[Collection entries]
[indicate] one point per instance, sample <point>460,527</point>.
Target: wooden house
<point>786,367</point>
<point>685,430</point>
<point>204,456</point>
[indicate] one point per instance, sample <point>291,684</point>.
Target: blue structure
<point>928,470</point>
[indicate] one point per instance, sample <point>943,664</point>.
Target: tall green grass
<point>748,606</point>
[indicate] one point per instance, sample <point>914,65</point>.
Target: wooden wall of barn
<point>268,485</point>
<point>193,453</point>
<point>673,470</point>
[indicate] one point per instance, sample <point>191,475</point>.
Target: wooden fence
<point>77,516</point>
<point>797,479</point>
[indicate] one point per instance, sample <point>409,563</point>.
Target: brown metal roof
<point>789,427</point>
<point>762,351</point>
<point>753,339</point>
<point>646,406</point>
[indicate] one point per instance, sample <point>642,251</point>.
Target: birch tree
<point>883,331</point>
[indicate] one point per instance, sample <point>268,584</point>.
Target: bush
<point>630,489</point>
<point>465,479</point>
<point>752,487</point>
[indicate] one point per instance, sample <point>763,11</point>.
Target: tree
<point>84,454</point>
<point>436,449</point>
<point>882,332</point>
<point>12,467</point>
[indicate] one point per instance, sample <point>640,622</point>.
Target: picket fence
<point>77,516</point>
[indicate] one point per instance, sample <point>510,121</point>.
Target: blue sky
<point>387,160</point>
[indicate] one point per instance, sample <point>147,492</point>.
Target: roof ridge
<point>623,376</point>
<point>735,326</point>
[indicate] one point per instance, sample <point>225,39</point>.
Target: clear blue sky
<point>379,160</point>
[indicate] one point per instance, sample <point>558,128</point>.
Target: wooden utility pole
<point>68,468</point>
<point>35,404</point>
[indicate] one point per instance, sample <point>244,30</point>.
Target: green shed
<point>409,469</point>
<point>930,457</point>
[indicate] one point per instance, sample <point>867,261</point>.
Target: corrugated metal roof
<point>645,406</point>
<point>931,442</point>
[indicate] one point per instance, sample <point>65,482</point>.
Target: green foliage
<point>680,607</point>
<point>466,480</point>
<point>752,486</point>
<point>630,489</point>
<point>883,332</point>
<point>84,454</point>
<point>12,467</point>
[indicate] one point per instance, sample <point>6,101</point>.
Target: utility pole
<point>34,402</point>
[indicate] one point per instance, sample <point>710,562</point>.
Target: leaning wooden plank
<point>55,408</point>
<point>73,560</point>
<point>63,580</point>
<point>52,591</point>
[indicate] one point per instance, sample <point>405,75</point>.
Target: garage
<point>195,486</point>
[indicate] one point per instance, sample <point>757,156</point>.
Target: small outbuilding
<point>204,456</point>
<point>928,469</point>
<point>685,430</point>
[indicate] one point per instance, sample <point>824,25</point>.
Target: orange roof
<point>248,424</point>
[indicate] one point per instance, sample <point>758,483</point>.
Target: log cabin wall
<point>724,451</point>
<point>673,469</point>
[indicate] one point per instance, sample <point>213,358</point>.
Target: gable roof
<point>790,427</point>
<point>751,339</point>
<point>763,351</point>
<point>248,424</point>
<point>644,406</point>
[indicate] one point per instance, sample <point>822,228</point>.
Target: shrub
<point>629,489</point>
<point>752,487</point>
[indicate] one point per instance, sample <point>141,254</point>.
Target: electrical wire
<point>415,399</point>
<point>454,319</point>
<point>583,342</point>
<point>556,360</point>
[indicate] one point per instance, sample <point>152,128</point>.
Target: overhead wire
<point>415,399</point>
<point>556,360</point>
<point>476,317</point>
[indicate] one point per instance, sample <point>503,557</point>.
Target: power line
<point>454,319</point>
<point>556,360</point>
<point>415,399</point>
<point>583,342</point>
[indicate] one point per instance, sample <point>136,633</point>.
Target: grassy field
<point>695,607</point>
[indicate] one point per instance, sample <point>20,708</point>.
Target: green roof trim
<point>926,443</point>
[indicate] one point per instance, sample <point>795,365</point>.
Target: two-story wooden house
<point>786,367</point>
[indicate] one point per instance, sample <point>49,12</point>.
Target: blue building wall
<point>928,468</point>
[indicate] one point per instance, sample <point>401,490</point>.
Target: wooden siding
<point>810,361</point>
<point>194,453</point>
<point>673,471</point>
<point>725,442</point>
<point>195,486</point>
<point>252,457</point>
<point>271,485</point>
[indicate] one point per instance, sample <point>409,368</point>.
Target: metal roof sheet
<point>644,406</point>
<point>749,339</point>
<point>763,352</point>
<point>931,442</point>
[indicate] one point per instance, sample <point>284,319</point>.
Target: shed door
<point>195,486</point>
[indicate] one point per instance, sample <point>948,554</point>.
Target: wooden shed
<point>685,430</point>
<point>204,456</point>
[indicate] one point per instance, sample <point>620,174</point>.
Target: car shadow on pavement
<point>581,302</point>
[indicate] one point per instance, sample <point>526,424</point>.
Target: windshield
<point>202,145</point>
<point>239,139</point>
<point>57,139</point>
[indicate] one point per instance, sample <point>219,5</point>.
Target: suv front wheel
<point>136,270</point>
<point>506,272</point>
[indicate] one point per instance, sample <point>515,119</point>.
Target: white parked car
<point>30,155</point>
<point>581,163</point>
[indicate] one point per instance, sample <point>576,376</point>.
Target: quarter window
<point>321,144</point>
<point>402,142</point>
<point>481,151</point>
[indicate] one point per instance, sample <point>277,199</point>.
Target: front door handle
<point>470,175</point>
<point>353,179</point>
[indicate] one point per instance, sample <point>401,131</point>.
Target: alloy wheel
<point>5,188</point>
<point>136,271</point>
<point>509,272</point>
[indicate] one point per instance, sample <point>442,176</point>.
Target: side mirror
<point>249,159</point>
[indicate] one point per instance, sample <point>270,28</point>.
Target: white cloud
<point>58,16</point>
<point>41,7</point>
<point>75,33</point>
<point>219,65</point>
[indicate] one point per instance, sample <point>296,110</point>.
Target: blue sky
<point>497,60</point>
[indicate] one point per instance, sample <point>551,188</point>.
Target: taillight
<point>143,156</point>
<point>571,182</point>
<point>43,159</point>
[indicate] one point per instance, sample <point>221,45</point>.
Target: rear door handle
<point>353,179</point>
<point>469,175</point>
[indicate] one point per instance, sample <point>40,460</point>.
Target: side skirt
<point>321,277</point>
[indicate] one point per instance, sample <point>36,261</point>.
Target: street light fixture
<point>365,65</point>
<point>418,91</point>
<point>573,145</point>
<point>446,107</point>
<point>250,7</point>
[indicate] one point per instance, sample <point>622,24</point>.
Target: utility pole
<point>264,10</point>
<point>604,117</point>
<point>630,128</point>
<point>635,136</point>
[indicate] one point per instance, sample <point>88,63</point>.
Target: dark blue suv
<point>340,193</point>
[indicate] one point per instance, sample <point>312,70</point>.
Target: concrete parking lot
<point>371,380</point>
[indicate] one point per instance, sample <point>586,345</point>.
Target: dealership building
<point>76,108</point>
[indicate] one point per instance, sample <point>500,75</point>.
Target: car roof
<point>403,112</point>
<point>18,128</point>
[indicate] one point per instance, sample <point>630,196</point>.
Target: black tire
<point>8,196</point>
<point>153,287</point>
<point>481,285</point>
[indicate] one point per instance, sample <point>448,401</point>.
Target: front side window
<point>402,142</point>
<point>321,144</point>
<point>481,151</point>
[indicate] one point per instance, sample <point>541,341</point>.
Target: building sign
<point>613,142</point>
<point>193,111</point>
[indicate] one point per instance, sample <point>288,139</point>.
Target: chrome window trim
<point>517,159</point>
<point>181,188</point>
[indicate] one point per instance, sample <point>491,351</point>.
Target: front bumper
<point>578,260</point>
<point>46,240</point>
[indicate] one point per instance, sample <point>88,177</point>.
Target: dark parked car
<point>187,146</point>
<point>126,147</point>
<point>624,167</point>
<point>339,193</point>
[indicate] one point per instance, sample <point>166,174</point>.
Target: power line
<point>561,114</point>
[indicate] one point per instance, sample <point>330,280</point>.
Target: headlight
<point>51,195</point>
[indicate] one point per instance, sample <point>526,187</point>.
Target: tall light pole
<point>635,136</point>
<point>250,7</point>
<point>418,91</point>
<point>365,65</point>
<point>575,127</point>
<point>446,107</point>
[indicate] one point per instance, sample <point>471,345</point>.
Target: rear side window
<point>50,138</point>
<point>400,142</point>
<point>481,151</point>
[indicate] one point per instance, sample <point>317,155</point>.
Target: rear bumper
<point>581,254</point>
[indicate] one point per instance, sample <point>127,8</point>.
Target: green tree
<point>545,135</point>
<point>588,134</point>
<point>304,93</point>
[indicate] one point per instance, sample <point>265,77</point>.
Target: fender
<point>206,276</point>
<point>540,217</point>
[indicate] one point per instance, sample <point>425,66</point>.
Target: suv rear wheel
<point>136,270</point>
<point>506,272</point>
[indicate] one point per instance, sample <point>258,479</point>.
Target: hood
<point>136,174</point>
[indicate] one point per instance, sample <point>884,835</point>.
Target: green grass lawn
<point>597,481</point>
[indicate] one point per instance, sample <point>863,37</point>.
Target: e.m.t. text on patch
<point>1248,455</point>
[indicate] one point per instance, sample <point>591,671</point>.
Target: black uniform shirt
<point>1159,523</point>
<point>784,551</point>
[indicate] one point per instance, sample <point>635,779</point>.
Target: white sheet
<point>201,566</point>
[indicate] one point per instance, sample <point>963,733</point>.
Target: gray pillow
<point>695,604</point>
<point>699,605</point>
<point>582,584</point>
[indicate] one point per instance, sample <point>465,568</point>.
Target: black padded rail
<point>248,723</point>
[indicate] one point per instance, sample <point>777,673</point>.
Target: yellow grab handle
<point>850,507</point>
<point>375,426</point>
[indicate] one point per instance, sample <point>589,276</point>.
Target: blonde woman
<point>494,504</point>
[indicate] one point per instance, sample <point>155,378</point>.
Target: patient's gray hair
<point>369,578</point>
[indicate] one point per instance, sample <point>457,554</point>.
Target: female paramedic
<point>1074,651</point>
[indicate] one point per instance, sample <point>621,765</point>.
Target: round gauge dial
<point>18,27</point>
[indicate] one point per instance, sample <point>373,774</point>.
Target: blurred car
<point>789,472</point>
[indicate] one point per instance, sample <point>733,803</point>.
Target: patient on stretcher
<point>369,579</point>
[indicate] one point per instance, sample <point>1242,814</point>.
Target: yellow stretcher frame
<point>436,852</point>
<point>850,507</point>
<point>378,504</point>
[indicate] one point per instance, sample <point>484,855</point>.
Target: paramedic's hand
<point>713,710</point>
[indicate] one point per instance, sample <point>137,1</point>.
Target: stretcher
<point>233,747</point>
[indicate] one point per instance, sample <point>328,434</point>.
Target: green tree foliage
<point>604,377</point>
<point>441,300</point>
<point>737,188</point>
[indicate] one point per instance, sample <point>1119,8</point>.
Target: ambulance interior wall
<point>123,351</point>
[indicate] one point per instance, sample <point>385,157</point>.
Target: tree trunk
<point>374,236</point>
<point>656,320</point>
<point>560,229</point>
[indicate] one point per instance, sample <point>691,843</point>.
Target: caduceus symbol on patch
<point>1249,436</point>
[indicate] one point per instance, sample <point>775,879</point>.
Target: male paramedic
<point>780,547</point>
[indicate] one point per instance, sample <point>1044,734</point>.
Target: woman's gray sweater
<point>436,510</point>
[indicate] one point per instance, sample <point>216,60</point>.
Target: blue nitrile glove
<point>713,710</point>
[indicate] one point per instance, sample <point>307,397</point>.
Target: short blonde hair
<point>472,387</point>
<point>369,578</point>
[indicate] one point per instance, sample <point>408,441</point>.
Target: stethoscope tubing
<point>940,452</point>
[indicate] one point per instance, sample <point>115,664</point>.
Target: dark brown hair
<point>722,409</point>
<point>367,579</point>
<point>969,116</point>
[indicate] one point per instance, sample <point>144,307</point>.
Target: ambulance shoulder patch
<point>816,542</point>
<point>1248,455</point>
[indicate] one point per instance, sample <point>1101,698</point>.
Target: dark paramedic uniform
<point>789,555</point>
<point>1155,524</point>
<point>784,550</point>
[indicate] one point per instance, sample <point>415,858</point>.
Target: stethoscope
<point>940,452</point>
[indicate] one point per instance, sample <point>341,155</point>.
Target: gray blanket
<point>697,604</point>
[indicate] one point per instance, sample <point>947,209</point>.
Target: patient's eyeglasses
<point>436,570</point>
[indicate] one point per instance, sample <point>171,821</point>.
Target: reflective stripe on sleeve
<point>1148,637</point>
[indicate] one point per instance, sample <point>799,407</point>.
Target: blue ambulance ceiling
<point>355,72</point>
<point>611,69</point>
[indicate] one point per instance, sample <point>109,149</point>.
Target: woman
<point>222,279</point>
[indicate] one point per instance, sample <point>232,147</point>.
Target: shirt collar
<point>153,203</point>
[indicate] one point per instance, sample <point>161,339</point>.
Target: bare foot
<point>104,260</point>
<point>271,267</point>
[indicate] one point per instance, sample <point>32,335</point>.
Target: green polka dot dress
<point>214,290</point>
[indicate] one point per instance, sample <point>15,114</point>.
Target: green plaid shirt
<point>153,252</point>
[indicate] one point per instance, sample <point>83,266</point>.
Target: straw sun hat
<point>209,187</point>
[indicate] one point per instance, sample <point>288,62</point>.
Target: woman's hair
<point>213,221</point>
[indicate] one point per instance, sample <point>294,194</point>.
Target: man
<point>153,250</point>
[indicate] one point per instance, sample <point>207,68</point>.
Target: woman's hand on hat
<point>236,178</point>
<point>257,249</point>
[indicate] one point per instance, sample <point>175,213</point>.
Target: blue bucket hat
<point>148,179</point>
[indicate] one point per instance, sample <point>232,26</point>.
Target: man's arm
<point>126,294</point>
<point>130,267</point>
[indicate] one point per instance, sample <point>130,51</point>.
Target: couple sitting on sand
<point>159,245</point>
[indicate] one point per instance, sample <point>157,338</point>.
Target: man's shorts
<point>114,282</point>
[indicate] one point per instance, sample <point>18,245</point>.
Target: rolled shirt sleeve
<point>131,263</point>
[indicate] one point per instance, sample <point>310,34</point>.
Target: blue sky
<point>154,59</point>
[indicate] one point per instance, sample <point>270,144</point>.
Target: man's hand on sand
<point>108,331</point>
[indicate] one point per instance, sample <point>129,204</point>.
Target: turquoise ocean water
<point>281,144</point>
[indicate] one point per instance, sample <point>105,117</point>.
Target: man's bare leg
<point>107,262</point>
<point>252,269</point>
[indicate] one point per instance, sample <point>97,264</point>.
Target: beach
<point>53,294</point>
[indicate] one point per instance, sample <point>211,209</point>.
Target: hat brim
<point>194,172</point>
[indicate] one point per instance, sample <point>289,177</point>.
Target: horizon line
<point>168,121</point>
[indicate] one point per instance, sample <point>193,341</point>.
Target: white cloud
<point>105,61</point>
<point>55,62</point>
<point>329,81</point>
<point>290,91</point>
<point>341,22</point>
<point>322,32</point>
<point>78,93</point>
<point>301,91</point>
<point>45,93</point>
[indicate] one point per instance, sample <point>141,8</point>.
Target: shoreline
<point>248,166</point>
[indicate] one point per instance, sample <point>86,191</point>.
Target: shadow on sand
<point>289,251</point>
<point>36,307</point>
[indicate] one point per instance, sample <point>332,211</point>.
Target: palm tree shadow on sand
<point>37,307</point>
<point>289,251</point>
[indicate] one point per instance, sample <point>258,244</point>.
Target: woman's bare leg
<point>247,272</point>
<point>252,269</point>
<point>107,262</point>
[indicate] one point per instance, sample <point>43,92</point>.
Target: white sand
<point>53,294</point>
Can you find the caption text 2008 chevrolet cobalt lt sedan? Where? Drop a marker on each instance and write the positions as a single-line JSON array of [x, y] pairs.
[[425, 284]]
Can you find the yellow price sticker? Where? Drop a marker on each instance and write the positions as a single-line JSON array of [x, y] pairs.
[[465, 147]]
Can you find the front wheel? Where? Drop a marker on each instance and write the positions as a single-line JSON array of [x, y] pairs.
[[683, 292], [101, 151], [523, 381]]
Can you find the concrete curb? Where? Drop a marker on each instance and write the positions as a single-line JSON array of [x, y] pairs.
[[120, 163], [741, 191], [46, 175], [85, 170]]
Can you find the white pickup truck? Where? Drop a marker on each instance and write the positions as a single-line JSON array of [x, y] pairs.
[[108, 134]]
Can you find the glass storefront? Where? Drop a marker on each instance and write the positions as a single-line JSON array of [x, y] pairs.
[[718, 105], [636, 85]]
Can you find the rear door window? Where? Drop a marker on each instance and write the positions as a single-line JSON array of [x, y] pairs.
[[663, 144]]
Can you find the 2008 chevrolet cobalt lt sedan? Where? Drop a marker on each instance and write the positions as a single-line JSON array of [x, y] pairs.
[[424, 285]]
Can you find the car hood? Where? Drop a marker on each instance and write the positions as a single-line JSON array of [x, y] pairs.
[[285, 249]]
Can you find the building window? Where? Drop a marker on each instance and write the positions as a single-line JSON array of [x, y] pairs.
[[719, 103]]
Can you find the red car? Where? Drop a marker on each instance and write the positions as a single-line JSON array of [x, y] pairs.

[Exercise brief] Write out the lines from the beginning of the records through the line with "<point>928,470</point>", renaming "Target" to "Object" and leaving everything else unchanged.

[Response to this task]
[indicate] one point per instance, sample <point>460,527</point>.
Object: wooden house
<point>786,367</point>
<point>685,430</point>
<point>204,456</point>
[indicate] one point per instance, sample <point>291,684</point>.
Object: blue structure
<point>928,470</point>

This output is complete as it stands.